Отрывок текста:
↓↓↓

Со мной беседовала Карина. Она сказала: «Если сможешь неделю не колоться — приезжай, мы тебя возьмем». Я думала: какой там «колоться»! Я была счастлива, что меня спустили с цепи! Родители привезли меня домой, я снова встретила сестру. Она не обрадовалась моему присутствию, удивлялась, зачем меня впустили в квартиру. А мама вела себе странно: не следила, но говорила, что, если я не поеду лечиться в Днепропетровск, я могу жить, как хочу, они не будут меня искать, но и в дом не пустят.

Сидя на цепи, я многое передумала. Когда я жила на улице, надо мной постоянно висела угроза попасть в милицию, наркоманы, у которых я ночевала, не раз обворовывали. Родственники видели, в каком я состоянии, и не хотели иметь со мной ничего общего, а папа, как мне потом рассказали, даже ходил к участковому, просил, чтобы меня «закрыли». Не раз мне приходило в голову, что лучше бы мне поскорей умереть, чтобы не мучить ни себя, ни родителей! И вдруг у меня появилась надежда! Я считала дни до того времени, когда уеду в Днепропетровск!

↑↑↑

Задание: Перепишите дословно часть отрывка между словами «Со мной беседовала» и «дом не пустят.», включая их самих.

Исходные данные:
↓↓↓

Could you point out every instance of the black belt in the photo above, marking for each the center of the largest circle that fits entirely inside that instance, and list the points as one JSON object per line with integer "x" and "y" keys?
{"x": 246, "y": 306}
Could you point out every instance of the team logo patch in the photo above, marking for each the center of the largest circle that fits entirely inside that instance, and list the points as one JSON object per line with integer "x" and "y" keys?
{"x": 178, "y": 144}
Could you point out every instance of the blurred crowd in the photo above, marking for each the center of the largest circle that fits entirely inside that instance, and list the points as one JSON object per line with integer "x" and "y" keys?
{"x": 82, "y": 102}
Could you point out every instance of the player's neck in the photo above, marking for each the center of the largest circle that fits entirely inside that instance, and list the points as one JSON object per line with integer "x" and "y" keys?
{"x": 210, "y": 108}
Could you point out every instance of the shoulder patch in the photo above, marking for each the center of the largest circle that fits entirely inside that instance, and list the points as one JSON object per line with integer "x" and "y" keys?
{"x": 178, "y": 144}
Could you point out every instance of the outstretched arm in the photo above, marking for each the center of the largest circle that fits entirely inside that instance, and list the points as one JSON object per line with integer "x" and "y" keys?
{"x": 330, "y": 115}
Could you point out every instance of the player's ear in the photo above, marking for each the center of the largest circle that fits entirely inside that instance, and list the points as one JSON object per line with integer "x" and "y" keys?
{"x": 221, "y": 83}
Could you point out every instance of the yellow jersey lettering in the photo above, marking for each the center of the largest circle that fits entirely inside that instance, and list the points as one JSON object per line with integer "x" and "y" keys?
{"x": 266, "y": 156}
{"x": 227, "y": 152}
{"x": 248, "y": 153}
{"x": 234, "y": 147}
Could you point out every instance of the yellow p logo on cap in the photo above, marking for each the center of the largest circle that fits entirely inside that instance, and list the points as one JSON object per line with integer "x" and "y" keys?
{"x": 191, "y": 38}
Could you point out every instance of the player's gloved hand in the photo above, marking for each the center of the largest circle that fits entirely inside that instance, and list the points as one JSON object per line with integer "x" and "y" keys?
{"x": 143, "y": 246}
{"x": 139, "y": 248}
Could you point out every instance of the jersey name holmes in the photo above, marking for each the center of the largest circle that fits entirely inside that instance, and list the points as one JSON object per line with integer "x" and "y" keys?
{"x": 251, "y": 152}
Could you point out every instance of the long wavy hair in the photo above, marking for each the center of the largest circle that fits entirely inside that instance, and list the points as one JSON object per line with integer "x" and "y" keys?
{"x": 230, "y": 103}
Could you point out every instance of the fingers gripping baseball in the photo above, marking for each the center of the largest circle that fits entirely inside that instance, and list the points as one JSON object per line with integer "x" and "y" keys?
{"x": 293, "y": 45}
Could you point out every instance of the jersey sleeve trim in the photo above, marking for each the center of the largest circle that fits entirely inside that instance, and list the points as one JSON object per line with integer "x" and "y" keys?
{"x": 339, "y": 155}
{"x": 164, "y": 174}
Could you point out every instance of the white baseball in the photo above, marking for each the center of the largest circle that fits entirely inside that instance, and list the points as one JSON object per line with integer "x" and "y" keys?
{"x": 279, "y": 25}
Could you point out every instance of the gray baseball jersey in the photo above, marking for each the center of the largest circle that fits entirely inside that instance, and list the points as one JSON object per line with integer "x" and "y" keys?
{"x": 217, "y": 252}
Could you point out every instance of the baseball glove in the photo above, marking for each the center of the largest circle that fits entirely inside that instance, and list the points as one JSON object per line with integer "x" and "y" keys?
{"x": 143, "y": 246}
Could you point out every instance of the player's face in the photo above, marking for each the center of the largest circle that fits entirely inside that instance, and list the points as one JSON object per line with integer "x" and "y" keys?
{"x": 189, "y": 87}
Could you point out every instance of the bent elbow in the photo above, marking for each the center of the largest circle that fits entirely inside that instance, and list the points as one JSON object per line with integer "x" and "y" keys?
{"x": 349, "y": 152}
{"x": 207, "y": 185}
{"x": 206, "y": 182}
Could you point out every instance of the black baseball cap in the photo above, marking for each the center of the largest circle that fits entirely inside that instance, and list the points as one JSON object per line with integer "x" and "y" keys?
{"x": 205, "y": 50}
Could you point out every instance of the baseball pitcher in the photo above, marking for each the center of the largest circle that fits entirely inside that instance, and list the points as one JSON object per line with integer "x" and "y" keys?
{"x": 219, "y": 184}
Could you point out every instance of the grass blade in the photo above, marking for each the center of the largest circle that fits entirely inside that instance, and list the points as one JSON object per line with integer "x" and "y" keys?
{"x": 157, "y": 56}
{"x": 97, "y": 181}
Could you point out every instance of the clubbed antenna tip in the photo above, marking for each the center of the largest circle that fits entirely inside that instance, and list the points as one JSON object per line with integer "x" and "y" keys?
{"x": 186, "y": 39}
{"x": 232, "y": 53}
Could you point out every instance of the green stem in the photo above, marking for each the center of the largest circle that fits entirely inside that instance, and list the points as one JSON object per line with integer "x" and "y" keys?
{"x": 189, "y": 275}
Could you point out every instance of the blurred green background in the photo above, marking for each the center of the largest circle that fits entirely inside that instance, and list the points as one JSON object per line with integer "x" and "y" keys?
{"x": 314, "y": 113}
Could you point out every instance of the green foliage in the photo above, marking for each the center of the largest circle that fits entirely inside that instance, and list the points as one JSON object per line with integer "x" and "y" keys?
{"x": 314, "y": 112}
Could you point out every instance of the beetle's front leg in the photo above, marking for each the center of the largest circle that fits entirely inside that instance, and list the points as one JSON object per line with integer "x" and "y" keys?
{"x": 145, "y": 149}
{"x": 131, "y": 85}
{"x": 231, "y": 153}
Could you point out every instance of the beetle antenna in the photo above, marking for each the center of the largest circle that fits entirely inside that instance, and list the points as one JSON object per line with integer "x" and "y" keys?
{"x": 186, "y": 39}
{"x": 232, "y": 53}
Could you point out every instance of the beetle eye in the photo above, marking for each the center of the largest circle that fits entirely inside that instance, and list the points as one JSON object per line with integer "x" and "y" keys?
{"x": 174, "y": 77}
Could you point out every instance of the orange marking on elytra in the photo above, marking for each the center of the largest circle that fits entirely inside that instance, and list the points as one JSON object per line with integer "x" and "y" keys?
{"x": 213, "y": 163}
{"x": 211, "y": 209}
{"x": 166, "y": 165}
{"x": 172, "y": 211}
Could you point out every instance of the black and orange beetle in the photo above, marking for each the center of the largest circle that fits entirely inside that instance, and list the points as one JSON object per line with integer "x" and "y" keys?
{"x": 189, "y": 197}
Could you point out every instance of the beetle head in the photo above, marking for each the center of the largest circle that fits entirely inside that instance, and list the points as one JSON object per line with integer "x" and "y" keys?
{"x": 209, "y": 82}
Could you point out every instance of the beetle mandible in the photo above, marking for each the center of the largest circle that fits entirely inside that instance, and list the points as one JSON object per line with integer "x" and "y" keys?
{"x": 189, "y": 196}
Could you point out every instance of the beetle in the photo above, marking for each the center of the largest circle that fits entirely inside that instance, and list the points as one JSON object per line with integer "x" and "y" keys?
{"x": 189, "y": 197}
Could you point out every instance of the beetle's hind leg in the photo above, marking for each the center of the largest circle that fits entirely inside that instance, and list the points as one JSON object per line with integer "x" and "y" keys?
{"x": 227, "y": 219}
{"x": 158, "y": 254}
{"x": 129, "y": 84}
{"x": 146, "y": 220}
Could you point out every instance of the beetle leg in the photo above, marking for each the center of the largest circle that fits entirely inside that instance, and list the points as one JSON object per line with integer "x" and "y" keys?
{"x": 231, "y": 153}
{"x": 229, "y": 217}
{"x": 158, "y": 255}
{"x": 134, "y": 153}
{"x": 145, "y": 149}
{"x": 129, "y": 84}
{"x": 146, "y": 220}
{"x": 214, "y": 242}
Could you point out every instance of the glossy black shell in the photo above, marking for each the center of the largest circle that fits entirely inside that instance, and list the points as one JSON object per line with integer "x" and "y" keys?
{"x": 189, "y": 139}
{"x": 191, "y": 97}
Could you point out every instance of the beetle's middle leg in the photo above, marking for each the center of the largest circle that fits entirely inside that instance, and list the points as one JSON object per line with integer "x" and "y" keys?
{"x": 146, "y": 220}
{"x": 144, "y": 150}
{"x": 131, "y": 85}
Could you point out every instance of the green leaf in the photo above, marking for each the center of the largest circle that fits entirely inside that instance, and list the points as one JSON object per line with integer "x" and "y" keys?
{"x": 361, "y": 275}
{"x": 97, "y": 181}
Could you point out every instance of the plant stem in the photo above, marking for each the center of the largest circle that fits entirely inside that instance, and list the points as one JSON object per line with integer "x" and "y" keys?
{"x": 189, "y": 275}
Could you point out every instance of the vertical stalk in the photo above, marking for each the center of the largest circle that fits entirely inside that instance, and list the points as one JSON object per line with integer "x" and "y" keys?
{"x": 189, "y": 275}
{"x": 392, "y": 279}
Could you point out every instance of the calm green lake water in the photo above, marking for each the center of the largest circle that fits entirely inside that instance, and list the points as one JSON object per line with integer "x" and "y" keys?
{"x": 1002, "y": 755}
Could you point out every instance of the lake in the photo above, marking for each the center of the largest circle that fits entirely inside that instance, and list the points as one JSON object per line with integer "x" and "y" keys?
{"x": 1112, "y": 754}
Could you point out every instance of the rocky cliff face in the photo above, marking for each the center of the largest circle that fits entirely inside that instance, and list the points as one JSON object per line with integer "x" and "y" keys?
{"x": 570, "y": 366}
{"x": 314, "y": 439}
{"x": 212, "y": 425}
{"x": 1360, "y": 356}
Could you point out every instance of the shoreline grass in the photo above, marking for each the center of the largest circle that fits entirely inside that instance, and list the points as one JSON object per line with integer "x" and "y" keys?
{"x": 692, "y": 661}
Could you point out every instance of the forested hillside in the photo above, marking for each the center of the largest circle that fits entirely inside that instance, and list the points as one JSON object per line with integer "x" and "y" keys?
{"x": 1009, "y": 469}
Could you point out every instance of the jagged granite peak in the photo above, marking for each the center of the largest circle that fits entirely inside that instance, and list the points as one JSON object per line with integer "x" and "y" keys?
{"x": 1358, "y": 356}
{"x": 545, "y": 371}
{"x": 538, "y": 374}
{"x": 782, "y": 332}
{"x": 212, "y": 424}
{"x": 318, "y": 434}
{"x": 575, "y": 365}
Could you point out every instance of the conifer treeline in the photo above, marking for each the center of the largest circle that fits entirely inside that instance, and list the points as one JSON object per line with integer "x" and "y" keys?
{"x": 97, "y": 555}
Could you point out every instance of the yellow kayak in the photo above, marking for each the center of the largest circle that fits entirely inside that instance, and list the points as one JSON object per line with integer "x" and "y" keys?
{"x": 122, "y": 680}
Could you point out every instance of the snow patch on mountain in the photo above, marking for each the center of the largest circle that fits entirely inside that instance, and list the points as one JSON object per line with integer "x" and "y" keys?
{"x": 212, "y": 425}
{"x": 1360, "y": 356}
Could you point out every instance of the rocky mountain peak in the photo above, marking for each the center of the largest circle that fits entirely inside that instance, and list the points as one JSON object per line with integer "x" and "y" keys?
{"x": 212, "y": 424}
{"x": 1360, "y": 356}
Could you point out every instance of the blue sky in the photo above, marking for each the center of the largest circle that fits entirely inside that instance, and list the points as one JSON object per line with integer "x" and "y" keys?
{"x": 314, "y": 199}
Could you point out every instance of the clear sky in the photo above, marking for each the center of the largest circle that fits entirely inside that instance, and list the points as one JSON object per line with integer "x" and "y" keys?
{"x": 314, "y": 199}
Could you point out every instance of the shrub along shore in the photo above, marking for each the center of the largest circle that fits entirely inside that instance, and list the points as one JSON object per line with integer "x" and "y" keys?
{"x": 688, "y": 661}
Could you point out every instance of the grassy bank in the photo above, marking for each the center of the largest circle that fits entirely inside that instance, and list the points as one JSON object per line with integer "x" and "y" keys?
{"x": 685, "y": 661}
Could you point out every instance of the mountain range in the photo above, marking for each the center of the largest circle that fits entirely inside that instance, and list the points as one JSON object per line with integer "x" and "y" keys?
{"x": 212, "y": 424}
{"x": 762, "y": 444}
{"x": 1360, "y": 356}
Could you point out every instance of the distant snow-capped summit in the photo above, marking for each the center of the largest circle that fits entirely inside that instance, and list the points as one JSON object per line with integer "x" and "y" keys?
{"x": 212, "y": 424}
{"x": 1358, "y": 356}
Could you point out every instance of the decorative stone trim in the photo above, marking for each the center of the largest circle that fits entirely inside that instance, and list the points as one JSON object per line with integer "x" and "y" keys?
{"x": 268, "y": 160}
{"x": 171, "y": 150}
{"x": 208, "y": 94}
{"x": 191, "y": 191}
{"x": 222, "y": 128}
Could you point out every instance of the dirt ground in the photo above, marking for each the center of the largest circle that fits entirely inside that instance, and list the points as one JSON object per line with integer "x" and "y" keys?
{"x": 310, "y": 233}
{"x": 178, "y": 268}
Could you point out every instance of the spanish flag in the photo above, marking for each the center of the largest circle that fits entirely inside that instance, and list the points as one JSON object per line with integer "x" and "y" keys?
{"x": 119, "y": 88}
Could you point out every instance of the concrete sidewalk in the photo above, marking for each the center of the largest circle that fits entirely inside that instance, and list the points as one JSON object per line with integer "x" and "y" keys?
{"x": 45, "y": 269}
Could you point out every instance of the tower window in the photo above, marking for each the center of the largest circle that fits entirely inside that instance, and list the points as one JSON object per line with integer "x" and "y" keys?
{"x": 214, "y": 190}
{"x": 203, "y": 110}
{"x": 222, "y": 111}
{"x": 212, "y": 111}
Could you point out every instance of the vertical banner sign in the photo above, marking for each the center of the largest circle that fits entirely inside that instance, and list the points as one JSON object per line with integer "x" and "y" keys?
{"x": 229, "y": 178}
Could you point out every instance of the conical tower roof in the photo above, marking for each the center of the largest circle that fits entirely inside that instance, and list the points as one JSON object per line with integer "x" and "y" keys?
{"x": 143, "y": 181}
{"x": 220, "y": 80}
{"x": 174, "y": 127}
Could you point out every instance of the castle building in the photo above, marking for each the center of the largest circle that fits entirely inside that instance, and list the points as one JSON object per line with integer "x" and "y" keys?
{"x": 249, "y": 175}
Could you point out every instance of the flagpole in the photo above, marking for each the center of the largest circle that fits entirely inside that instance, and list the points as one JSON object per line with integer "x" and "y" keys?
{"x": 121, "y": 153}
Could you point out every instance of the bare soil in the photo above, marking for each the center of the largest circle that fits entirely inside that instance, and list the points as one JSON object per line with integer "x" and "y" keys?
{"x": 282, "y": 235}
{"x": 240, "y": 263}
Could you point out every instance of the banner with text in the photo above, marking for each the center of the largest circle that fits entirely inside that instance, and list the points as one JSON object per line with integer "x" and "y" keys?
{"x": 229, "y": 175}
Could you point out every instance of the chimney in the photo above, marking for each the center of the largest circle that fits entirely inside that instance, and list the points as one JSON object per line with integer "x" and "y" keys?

↑↑↑

Решение:
Со мной беседовала Карина. Она сказала: «Если сможешь неделю не колоться — приезжай, мы тебя возьмем». Я думала: какой там «колоться»! Я была счастлива, что меня спустили с цепи! Родители привезли меня домой, я снова встретила сестру. Она не обрадовалась моему присутствию, удивлялась, зачем меня впустили в квартиру. А мама вела себе странно: не следила, но говорила, что, если я не поеду лечиться в Днепропетровск, я могу жить, как хочу, они не будут меня искать, но и в дом не пустят.